Please repeat the rows word for word, from the start of the rows up to and including the line containing "left=221, top=198, right=247, bottom=258", and leave the pictures out of your answer.

[Begin Input rows]

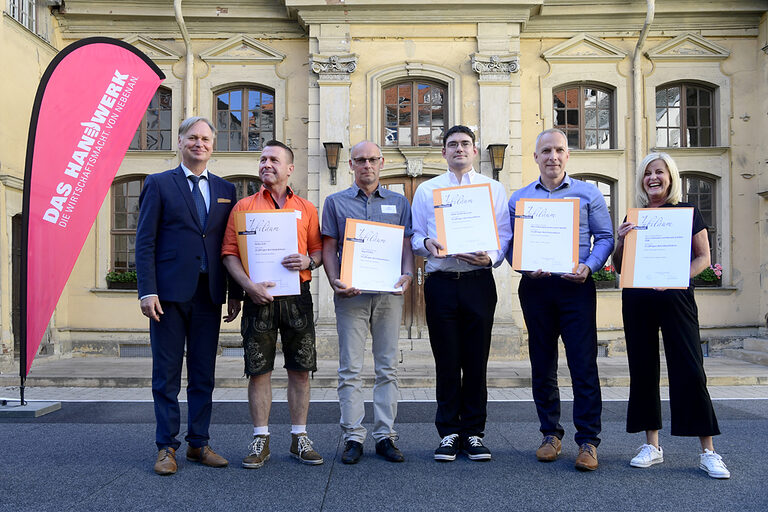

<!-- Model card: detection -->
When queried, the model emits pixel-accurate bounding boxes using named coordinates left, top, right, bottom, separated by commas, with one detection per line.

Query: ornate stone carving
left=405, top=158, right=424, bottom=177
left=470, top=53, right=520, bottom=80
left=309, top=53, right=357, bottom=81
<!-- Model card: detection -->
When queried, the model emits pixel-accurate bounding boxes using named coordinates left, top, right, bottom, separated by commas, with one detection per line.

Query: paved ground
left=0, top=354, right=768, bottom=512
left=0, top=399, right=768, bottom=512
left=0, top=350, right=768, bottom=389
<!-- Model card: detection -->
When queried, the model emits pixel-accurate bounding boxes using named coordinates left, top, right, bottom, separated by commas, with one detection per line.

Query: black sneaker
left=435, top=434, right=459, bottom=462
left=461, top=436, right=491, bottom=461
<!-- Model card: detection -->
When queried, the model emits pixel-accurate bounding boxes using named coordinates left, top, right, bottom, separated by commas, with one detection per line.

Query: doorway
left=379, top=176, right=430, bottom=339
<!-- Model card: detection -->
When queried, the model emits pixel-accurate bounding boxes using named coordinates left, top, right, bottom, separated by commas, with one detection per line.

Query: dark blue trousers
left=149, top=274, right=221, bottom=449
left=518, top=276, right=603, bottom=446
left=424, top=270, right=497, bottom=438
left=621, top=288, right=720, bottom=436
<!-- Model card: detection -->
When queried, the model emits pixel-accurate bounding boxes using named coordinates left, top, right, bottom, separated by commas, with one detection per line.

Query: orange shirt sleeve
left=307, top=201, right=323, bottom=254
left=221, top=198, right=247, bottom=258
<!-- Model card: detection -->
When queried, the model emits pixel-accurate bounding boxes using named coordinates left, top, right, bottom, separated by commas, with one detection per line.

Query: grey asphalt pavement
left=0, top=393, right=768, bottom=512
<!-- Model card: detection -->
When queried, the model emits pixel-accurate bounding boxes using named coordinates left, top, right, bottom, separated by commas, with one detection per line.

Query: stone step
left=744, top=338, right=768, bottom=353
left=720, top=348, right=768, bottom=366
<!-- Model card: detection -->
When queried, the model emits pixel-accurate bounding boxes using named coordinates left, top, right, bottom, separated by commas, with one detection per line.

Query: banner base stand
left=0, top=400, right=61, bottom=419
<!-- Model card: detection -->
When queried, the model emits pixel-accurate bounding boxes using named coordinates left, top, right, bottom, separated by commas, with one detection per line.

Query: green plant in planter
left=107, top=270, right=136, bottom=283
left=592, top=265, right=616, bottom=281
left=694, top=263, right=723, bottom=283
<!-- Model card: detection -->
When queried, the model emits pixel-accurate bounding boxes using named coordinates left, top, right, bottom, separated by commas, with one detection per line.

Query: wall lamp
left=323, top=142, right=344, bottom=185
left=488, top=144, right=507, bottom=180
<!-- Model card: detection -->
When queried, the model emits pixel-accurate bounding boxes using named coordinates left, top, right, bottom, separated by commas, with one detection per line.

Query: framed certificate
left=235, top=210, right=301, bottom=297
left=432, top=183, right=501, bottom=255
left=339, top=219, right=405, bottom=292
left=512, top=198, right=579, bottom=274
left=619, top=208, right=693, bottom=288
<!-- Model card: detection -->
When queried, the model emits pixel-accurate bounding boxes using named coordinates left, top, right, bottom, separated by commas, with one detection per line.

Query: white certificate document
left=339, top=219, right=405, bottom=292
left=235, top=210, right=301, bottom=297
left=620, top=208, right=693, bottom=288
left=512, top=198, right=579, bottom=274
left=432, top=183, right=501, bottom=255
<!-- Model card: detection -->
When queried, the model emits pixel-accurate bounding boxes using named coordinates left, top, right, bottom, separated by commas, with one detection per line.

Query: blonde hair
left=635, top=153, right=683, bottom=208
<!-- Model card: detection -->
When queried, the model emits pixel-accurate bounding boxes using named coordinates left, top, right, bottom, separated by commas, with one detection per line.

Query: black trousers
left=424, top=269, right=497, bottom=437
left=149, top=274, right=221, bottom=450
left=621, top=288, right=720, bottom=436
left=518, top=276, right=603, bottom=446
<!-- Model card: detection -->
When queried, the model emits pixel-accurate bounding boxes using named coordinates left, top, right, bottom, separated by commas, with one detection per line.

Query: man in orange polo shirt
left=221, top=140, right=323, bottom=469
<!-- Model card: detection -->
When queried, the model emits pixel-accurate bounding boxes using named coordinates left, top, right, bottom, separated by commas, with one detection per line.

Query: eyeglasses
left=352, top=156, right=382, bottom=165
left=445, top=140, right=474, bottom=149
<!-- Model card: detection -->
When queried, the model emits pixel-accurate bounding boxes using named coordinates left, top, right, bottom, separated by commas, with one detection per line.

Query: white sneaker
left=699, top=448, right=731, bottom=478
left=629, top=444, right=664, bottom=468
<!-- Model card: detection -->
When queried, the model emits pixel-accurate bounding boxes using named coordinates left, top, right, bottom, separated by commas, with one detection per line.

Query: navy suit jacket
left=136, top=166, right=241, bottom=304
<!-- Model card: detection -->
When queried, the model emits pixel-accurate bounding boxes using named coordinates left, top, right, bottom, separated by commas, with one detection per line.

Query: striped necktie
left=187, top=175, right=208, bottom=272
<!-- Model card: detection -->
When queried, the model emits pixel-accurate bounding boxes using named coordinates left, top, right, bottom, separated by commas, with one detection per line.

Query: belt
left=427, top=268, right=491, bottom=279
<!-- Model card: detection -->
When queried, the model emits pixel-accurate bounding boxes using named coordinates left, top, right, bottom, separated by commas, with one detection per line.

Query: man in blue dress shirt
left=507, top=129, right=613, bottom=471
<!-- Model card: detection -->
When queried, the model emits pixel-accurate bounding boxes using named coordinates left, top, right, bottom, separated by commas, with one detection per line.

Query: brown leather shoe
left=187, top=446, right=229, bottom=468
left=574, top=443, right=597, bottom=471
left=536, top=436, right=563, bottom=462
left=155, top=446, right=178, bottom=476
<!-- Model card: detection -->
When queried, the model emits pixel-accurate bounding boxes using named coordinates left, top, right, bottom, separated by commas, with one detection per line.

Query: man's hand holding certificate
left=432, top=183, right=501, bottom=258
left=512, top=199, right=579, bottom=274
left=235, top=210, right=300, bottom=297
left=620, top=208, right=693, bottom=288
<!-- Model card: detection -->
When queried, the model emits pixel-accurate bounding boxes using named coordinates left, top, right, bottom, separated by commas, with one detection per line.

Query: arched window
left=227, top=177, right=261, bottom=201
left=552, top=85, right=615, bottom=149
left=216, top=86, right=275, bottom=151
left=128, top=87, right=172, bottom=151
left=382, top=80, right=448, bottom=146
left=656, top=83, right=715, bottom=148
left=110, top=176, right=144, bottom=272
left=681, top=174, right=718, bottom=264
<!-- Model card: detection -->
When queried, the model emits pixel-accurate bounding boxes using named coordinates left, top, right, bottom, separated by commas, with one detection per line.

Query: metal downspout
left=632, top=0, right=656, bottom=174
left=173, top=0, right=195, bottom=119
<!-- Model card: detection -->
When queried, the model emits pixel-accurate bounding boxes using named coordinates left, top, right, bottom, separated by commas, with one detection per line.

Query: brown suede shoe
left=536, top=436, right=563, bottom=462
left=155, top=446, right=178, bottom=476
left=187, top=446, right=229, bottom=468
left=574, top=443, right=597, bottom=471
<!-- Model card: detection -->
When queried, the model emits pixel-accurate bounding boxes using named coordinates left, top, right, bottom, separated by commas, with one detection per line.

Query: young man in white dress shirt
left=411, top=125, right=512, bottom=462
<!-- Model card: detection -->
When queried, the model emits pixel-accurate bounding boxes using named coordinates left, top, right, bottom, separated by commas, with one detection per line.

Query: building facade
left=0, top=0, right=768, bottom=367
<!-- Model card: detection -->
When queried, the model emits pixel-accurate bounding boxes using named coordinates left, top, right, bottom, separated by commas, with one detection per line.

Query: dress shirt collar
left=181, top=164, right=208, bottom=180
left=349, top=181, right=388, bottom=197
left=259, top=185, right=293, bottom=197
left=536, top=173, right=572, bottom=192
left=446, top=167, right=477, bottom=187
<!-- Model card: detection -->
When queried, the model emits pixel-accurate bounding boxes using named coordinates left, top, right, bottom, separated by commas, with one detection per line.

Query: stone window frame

[End Input rows]

Answer to the problem:
<!-- Model card: detection -->
When queried, the model emits pixel-accurate bounding boxes using named coordinates left, top, right, bottom, separated by commas, with one detection per line.

Query: ornate stone carving
left=405, top=158, right=424, bottom=177
left=470, top=53, right=520, bottom=80
left=309, top=53, right=357, bottom=81
<!-- Model card: detection -->
When queried, the model emits pixel-accurate bounding boxes using named coordinates left, top, right, bottom, separated by commas, with one detection per line.

Query: paved ground
left=0, top=354, right=768, bottom=512
left=0, top=399, right=768, bottom=512
left=0, top=350, right=768, bottom=389
<!-- Model card: detection -->
When queried, the model emits pixel-accurate bounding boxes using named coordinates left, top, right, bottom, separated by commas, with one detection per line.

Query: black sneaker
left=435, top=434, right=459, bottom=462
left=461, top=436, right=491, bottom=461
<!-- Model card: detection -->
When queried, the model emits pixel-accurate bounding boxes using named coordinates left, top, right, bottom, separated by commas, with one detection per line.

Query: doorway
left=379, top=176, right=430, bottom=339
<!-- Model card: detection -->
When queried, the model emits pixel-accurate bounding boxes using named coordinates left, top, right, bottom, separated by commas, with one detection per line.

Query: dark blue trousers
left=149, top=274, right=221, bottom=449
left=518, top=276, right=603, bottom=446
left=424, top=270, right=497, bottom=438
left=621, top=288, right=720, bottom=436
<!-- Model card: detection -->
When queried, the model emits pixel-accurate bounding boxes using named coordinates left, top, right, bottom, separated by commas, with one detection per line.

Query: orange shirt sleeve
left=307, top=201, right=323, bottom=254
left=221, top=198, right=247, bottom=258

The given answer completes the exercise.